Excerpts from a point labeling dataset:

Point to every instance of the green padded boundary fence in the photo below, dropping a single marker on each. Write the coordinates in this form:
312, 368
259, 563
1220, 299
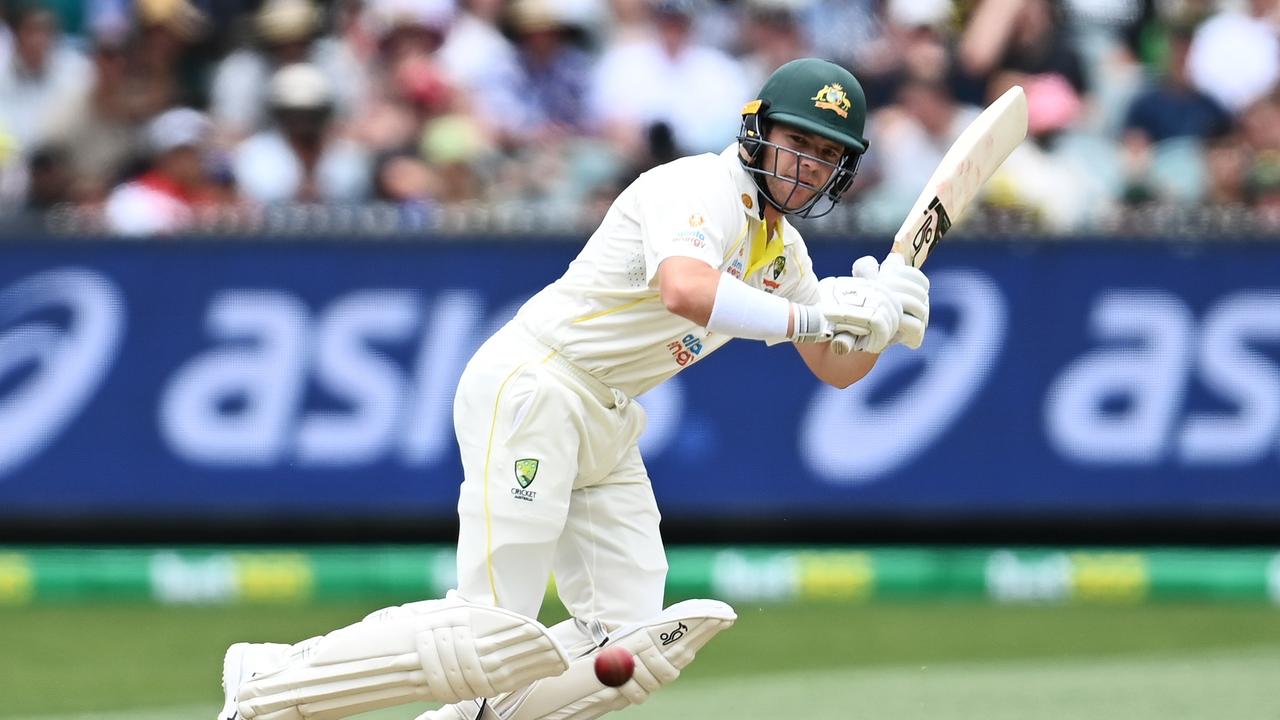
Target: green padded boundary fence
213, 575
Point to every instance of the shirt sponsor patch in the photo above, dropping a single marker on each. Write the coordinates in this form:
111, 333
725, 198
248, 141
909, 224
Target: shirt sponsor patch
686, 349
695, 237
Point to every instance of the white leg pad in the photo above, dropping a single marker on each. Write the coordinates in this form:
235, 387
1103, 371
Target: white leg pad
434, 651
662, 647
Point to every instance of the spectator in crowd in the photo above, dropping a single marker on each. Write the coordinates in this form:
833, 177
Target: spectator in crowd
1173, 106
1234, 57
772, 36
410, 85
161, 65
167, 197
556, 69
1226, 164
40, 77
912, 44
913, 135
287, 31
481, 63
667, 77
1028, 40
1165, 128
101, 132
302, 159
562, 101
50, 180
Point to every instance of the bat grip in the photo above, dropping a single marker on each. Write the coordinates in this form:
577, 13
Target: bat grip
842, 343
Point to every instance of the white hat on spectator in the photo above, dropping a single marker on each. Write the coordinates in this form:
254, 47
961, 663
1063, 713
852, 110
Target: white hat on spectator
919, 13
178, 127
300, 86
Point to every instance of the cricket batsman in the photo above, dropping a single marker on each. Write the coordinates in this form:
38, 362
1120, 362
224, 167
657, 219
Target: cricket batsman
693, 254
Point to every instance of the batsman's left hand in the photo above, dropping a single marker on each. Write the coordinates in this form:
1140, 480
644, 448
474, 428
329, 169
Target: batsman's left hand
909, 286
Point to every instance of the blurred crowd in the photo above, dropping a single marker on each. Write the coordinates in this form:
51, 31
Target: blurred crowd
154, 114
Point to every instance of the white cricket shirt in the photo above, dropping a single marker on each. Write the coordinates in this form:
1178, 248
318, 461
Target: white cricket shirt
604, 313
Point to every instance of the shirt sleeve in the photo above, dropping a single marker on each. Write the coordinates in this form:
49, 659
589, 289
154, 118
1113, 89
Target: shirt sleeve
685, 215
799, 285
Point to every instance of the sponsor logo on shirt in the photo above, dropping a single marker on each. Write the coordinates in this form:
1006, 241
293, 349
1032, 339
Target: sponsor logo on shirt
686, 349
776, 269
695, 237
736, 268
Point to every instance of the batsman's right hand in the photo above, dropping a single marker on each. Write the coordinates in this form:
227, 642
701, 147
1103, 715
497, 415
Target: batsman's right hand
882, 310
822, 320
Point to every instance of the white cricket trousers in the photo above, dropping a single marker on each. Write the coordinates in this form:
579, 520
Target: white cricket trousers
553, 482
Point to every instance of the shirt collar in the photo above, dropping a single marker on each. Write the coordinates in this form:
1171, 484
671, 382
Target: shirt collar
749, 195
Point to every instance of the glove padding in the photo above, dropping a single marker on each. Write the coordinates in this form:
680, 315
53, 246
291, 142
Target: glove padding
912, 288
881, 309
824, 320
...
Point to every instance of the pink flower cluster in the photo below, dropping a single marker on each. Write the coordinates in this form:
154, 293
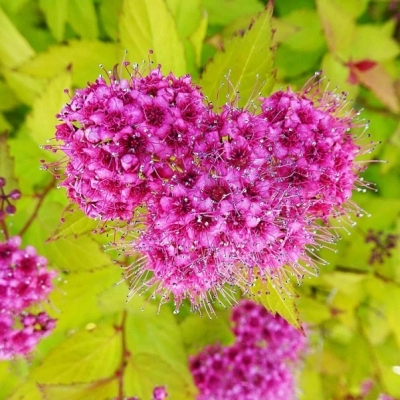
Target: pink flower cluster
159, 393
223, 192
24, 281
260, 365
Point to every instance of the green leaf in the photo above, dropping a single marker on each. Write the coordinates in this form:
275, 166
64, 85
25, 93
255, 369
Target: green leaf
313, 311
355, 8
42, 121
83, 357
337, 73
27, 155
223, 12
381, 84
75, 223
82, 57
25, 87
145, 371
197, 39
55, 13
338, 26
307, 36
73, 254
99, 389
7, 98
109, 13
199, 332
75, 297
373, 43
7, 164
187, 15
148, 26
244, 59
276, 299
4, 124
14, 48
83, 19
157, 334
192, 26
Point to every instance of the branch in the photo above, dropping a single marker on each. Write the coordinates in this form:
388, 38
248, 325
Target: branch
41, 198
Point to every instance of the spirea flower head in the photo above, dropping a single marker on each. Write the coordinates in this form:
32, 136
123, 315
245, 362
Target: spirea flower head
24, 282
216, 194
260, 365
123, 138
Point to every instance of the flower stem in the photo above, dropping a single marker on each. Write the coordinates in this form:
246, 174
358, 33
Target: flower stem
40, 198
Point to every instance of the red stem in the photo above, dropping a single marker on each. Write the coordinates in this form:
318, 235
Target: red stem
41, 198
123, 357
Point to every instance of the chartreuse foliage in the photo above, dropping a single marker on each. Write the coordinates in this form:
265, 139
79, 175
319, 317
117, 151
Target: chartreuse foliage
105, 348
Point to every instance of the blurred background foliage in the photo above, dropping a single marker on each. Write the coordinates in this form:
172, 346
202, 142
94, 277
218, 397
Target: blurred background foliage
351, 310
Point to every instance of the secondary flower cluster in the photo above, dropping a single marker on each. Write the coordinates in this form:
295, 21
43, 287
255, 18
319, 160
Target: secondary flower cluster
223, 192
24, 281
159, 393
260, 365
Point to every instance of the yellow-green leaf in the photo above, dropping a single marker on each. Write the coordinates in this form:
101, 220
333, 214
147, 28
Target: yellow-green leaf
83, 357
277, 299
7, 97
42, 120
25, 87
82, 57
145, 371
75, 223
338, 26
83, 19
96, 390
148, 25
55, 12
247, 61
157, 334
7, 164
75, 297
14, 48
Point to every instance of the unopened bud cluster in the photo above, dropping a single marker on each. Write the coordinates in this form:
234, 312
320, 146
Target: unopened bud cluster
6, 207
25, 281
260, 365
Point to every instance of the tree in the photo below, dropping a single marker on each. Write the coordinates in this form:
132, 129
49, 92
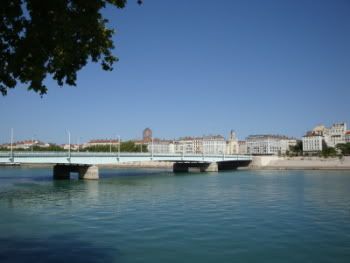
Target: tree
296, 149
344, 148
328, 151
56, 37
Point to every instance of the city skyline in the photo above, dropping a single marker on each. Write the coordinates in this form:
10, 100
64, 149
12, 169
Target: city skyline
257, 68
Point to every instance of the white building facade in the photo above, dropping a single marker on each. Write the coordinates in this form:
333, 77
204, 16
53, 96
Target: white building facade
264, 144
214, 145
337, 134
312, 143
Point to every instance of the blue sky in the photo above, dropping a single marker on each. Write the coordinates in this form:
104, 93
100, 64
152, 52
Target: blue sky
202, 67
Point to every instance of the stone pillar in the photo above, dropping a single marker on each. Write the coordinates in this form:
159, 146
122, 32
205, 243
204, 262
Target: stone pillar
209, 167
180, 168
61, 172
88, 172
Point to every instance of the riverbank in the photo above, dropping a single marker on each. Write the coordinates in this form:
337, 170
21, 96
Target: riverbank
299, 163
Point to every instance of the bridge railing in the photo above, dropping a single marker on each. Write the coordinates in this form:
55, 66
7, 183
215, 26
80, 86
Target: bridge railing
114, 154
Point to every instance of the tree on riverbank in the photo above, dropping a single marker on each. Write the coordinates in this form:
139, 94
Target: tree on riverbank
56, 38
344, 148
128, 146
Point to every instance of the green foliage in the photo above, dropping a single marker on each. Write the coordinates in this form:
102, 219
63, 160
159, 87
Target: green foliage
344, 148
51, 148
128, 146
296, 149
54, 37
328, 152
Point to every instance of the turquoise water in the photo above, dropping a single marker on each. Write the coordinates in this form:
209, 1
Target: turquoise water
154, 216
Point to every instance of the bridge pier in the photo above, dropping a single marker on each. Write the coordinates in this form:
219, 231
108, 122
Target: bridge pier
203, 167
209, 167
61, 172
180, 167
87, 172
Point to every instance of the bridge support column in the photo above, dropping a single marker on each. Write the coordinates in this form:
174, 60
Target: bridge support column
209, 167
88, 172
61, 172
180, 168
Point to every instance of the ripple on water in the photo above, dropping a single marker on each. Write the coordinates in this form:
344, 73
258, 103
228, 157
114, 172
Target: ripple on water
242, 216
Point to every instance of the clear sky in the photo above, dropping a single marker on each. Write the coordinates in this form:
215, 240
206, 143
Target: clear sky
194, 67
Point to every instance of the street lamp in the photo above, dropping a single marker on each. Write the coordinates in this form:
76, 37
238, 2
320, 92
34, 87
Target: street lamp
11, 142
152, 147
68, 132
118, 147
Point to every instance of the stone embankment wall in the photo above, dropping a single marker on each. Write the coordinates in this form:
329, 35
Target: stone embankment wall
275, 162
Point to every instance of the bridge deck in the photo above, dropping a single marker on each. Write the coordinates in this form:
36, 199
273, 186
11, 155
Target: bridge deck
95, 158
--
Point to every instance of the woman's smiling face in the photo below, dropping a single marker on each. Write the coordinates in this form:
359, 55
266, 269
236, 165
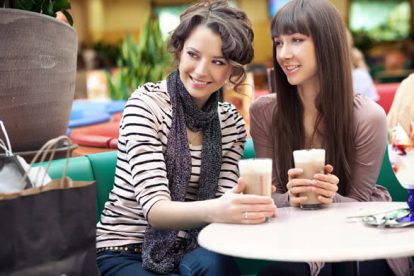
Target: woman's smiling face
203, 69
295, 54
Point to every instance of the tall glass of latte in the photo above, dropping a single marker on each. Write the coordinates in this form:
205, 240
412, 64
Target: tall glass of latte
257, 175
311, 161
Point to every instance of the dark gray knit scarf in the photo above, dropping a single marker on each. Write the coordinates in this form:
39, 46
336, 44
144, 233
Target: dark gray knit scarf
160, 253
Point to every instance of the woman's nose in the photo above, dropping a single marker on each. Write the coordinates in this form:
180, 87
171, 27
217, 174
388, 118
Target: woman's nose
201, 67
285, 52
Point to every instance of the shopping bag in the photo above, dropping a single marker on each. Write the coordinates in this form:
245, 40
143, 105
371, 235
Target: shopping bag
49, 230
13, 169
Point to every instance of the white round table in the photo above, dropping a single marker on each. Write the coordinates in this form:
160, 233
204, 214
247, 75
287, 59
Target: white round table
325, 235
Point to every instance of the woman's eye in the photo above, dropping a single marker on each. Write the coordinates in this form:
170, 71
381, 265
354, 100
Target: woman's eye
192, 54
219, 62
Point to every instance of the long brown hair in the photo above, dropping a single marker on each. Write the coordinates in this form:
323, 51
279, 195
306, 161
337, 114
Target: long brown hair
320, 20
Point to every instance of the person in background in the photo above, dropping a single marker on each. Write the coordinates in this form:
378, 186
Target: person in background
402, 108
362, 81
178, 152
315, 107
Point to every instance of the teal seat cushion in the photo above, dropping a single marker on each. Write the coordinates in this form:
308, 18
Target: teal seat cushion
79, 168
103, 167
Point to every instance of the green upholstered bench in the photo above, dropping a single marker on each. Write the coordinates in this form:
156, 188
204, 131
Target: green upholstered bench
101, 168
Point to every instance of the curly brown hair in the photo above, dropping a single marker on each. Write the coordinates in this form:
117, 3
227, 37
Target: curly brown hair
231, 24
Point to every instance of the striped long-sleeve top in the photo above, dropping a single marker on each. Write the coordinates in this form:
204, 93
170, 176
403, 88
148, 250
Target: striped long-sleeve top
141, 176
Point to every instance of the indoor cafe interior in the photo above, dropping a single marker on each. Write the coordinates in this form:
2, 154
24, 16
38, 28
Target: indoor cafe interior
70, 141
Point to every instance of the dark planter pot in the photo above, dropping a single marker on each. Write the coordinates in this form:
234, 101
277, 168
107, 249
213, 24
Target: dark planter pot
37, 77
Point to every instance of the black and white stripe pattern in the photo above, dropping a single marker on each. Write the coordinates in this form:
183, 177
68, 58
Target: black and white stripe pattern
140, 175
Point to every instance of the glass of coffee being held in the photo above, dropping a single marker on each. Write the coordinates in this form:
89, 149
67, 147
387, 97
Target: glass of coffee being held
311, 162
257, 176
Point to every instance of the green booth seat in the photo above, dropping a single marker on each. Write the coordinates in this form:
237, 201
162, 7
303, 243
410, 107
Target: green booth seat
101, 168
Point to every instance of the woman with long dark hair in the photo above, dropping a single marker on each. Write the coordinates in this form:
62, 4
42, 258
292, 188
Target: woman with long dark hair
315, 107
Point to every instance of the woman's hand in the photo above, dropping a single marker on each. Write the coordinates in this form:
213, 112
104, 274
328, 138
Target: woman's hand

- **Task prompt**
How many lines in the records above contain the word "hair"? Reply with the number alone.

- **Reply**
6